Textabschnitt:
==========

Ohne ein geistiges Zuhause lässt sich kein Glück finden. … Dieses Zuhause sollte man vor allem in Eigenleistungen errichten, um nicht für Indoktrinationen lebenslang „Miete“ zahlen zu müssen.


4941

O welch ein Martyrium, verfallen auch liebste Menschen dem Wahn, stellen sich sogar in seinen Dienst und werden, mehr noch, zur Gefahr, etwa durch Denunziantentum!


4942

Es ist richtig, „pandemieren“ und „Pandemist“ sind meine spontanen Wortschöpfungen, natürlich ohne „Alleinvertretungsanspruch“. Ich betrachte inzwischen größte Teile der Weltbevölkerung als pandemiert (paniert, eingewickelt) durch Pandemisten (Anschürer), die eine konkrete und auch gefährliche Krankheit bewusst oder total verblendet benutzen, um ihre eigenen Interessensüppchen rigoros zu kochen. Die Methode ist nicht neu, alle namhaften Religionen bedienen sich ihrer seit jeher kompromisslos, ebenso alle demokratiefeindlichen Herrschersysteme und „Freiheitsleugner“. Sic!

Kosmonomische Philosophie distanziert sich davon umfassend.



© Raymond Walden (ARC)

 

 

Donnerstag, 15. Oktober 2020

Menschliches Glauben: Das Kreuz mit der Religion (S. 177)

==========

Beschreibungen von Bildbereichen in natürlicher Sprache:
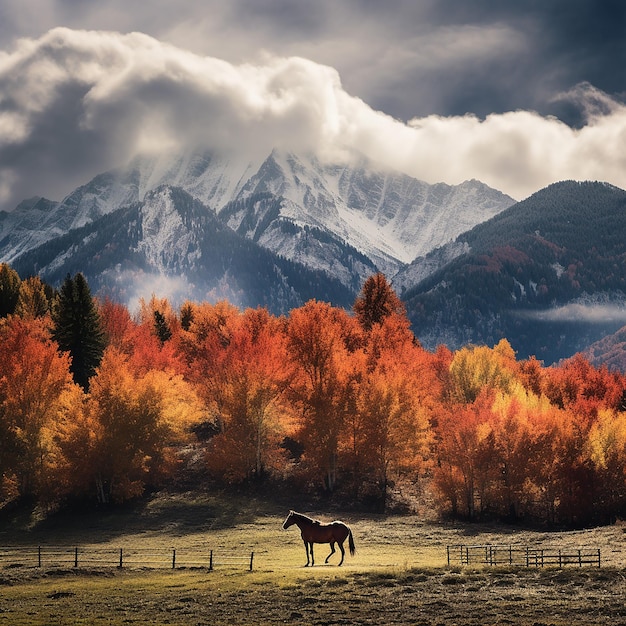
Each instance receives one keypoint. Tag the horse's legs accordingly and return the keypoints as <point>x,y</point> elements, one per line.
<point>332,551</point>
<point>343,552</point>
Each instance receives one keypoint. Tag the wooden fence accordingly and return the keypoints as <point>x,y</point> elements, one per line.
<point>522,555</point>
<point>74,556</point>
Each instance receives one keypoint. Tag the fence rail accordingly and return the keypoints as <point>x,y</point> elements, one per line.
<point>522,555</point>
<point>75,556</point>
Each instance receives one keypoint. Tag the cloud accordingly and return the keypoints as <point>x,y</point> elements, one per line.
<point>587,313</point>
<point>74,103</point>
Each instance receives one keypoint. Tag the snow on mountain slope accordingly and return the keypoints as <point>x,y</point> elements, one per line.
<point>389,217</point>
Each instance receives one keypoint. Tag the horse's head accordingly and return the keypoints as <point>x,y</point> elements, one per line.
<point>291,519</point>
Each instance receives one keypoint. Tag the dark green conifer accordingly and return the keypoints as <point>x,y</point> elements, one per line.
<point>78,329</point>
<point>9,289</point>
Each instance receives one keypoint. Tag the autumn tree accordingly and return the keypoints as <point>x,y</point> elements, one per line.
<point>77,328</point>
<point>387,428</point>
<point>33,378</point>
<point>33,301</point>
<point>321,340</point>
<point>475,368</point>
<point>129,438</point>
<point>254,379</point>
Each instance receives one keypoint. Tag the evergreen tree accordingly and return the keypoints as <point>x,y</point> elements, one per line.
<point>9,289</point>
<point>78,329</point>
<point>376,302</point>
<point>161,327</point>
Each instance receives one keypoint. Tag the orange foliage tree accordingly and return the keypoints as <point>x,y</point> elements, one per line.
<point>34,376</point>
<point>321,341</point>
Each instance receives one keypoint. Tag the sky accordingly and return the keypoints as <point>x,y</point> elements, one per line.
<point>516,94</point>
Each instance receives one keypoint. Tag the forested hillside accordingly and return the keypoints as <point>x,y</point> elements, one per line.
<point>564,245</point>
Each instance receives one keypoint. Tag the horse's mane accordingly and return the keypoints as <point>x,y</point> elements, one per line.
<point>306,517</point>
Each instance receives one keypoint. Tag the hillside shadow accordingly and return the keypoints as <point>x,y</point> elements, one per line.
<point>169,513</point>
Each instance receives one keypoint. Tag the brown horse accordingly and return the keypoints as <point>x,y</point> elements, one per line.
<point>313,531</point>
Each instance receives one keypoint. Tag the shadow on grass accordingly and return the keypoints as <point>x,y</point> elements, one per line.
<point>169,513</point>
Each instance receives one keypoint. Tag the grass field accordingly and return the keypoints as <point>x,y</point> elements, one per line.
<point>398,576</point>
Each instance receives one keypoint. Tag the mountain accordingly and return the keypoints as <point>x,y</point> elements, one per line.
<point>610,351</point>
<point>348,221</point>
<point>548,273</point>
<point>171,240</point>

==========

Erforderliche Schritte:
[1] Schreibe aus dem Textabschnitt alles von "Ohne ein geistiges" bis hinunter zu "zahlen zu müssen." wortgetreu ab.
[2] Nenne alle Wörter, die im Textabschnitt in Anführungszeichen stehen.

Die Lösungen:
[1]
Ohne ein geistiges Zuhause lässt sich kein Glück finden. … Dieses Zuhause sollte man vor allem in Eigenleistungen errichten, um nicht für Indoktrinationen lebenslang „Miete“ zahlen zu müssen.

[2]
Miete
pandemieren
Pandemist
Alleinvertretungsanspruch
Freiheitsleugner